[Entries from a point annotation set]
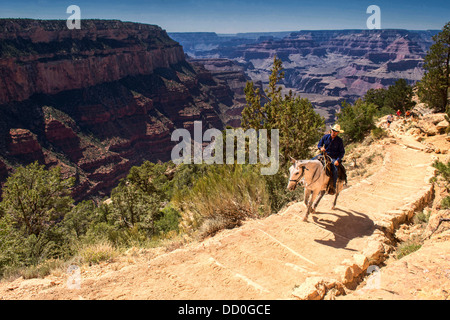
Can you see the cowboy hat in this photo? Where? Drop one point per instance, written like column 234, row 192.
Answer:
column 337, row 128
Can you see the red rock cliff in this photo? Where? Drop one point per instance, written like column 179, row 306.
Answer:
column 99, row 100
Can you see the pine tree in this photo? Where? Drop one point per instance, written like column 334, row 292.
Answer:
column 435, row 84
column 298, row 124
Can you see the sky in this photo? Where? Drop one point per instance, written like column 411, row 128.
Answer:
column 234, row 16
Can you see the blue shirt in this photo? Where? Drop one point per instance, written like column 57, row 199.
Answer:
column 334, row 147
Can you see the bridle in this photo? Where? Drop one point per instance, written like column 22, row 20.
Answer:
column 300, row 176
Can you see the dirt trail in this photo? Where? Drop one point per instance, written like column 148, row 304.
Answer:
column 269, row 258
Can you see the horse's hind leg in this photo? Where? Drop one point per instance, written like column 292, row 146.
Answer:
column 334, row 201
column 309, row 206
column 316, row 203
column 339, row 187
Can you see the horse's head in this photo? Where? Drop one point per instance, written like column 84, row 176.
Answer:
column 296, row 172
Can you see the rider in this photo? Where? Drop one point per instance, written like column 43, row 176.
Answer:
column 334, row 146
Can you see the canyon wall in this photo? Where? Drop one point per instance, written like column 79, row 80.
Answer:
column 325, row 66
column 98, row 100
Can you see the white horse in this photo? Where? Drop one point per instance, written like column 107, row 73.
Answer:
column 315, row 180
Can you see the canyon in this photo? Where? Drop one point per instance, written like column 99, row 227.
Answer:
column 99, row 100
column 325, row 66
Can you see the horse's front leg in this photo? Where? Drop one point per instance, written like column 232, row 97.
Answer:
column 307, row 194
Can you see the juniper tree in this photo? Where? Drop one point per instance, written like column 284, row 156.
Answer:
column 298, row 124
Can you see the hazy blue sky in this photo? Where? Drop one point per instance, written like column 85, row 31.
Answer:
column 234, row 16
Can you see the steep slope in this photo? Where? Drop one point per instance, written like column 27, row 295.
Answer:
column 279, row 257
column 326, row 66
column 98, row 100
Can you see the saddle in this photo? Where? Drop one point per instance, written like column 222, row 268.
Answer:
column 342, row 174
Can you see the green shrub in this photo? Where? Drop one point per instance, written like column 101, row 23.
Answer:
column 225, row 196
column 378, row 133
column 408, row 247
column 356, row 120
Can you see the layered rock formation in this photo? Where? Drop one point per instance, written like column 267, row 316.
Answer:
column 99, row 100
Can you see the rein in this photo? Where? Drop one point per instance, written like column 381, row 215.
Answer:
column 299, row 178
column 303, row 172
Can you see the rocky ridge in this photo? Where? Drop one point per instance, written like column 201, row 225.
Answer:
column 328, row 257
column 98, row 100
column 326, row 66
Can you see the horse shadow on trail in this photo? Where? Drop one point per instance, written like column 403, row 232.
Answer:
column 347, row 227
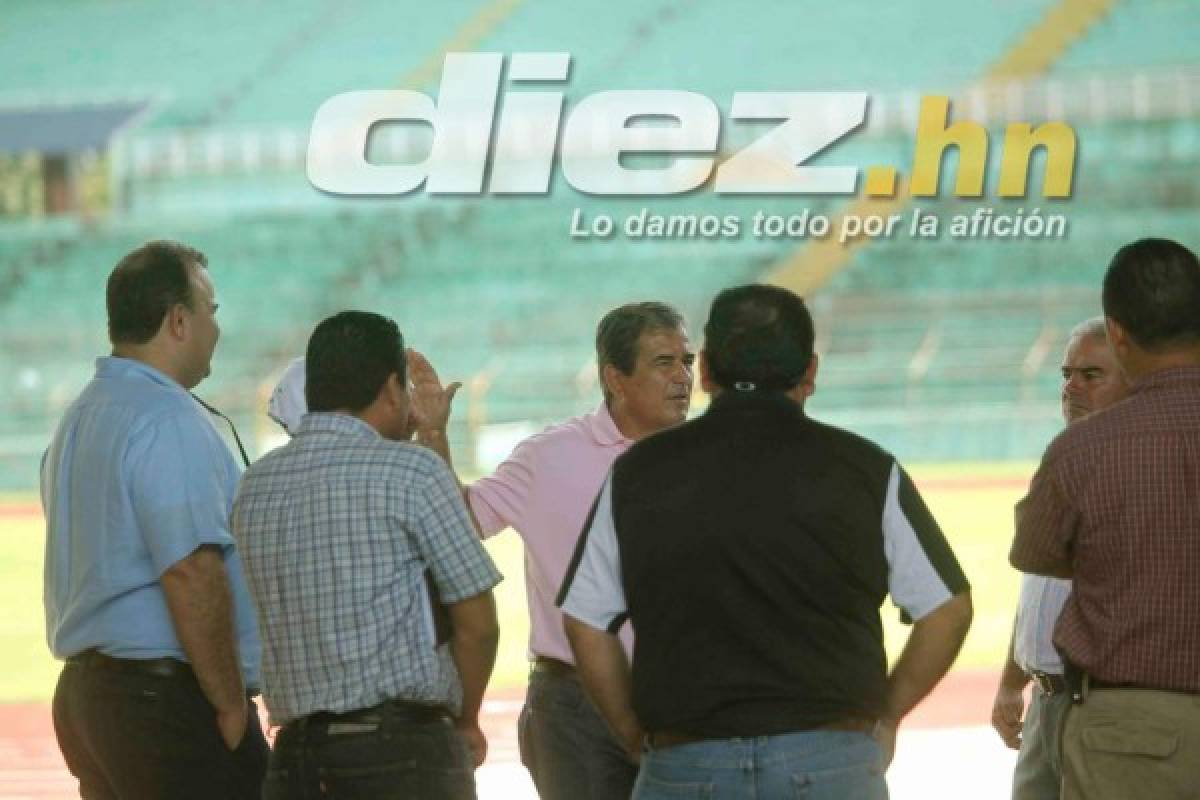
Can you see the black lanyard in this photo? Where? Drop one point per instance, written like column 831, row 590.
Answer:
column 210, row 409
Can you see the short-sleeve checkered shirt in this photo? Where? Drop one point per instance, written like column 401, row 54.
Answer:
column 337, row 529
column 1116, row 505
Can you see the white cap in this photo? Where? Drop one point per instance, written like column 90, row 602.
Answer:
column 287, row 404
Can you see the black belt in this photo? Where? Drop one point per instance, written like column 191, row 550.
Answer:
column 1049, row 683
column 555, row 667
column 154, row 667
column 1096, row 683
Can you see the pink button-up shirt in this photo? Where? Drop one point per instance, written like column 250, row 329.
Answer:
column 544, row 491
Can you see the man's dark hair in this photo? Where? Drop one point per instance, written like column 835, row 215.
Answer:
column 759, row 337
column 144, row 286
column 619, row 330
column 1152, row 290
column 349, row 358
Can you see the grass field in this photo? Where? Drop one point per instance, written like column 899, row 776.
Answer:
column 972, row 503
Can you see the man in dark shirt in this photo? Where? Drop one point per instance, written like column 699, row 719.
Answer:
column 1115, row 506
column 753, row 548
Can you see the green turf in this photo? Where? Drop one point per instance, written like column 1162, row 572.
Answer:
column 977, row 521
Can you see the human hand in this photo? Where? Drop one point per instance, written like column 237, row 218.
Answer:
column 475, row 741
column 232, row 725
column 1006, row 715
column 886, row 735
column 431, row 401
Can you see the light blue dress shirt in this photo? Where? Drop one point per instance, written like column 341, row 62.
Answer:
column 1037, row 613
column 135, row 480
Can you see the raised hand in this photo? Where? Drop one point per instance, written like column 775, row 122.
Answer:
column 431, row 401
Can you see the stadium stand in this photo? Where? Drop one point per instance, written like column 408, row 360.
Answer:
column 940, row 349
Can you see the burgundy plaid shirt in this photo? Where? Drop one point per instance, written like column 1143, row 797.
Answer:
column 1115, row 505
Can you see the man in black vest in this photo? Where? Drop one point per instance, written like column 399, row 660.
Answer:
column 753, row 548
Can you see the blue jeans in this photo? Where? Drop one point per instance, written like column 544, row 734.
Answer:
column 1038, row 773
column 810, row 764
column 376, row 756
column 567, row 746
column 127, row 735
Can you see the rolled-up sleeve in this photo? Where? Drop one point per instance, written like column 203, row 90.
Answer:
column 177, row 491
column 923, row 572
column 593, row 591
column 1047, row 523
column 447, row 540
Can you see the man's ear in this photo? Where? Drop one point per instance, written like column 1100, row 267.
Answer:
column 1119, row 340
column 175, row 322
column 809, row 382
column 706, row 374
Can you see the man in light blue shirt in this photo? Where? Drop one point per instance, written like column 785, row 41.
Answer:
column 144, row 593
column 373, row 591
column 1091, row 382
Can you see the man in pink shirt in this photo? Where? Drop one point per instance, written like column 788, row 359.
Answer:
column 544, row 492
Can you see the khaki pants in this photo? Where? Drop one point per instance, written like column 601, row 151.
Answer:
column 1132, row 743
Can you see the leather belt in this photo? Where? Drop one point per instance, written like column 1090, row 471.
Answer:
column 555, row 667
column 1049, row 683
column 1096, row 683
column 664, row 739
column 154, row 667
column 372, row 715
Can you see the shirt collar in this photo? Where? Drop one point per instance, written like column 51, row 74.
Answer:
column 335, row 422
column 114, row 366
column 603, row 429
column 1165, row 378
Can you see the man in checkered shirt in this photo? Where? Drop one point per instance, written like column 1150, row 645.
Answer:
column 373, row 591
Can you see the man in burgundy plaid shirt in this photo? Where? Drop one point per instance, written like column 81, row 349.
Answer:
column 1115, row 506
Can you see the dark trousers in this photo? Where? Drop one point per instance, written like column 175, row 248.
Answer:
column 567, row 745
column 378, row 753
column 129, row 735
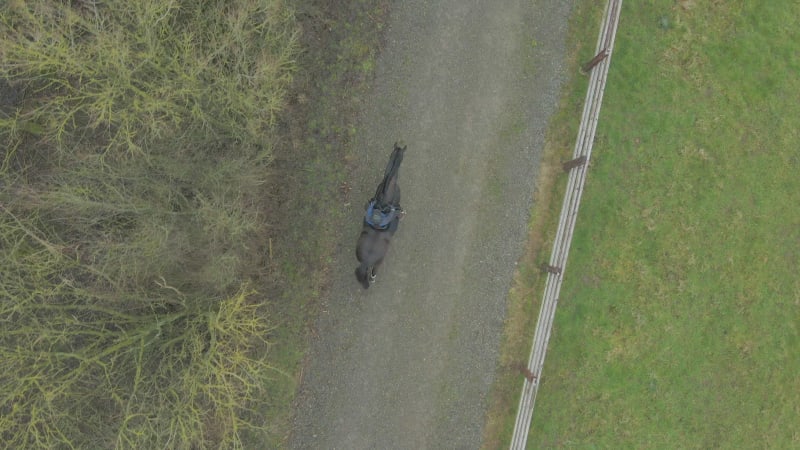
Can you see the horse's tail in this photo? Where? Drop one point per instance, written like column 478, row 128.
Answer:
column 362, row 275
column 391, row 171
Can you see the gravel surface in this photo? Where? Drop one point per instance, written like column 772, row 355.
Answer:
column 468, row 85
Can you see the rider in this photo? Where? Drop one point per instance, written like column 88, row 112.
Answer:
column 381, row 216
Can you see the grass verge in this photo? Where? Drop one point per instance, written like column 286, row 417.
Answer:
column 677, row 324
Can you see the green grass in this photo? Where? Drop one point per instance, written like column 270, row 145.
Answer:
column 677, row 325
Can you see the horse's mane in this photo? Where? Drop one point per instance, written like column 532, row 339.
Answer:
column 390, row 175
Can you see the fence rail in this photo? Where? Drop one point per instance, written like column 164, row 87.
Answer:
column 597, row 68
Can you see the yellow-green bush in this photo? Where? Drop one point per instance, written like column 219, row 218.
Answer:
column 138, row 135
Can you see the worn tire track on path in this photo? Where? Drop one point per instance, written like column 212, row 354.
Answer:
column 469, row 86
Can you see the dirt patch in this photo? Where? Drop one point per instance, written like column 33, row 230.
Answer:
column 469, row 86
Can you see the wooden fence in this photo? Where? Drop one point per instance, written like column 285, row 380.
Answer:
column 597, row 69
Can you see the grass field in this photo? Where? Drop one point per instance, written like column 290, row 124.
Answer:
column 678, row 320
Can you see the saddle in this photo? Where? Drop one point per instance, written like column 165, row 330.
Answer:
column 380, row 216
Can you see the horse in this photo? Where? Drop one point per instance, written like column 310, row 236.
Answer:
column 381, row 219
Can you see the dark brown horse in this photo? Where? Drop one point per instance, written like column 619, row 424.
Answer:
column 380, row 221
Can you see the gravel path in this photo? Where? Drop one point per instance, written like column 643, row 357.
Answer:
column 468, row 85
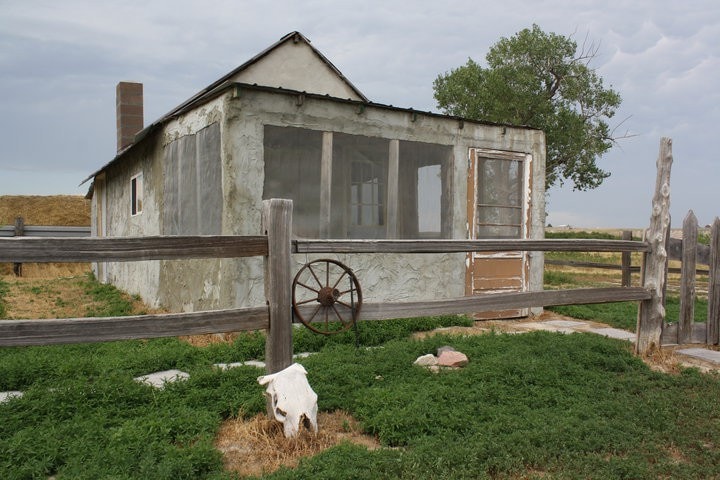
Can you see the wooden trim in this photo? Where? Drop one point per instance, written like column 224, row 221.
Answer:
column 127, row 249
column 15, row 333
column 451, row 246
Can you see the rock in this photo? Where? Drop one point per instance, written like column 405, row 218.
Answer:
column 426, row 360
column 6, row 396
column 452, row 359
column 446, row 348
column 159, row 379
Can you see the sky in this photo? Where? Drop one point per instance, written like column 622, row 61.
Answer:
column 60, row 63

◆ Job: Starting with the line that holds "Can you see the gravel path", repeat exactly every line through the end of the material above, both ends included, without the pictures.

◆ Result of the exercise:
Can you see the gravel path in this photo? Where? Drop one point per instance, written like column 643, row 357.
Answer:
column 468, row 85
Can you see the wooden trim in this photo? Where? Drop one point per instance, written like column 224, row 221.
Answer:
column 127, row 249
column 15, row 333
column 451, row 246
Can you see the rock in this photo? Where? Drop one point per instance, written like column 405, row 218.
Answer:
column 426, row 360
column 6, row 396
column 452, row 359
column 446, row 348
column 159, row 379
Can you see the sky in this photo? Where? Drop one point per instance, written like column 622, row 61.
Answer:
column 60, row 63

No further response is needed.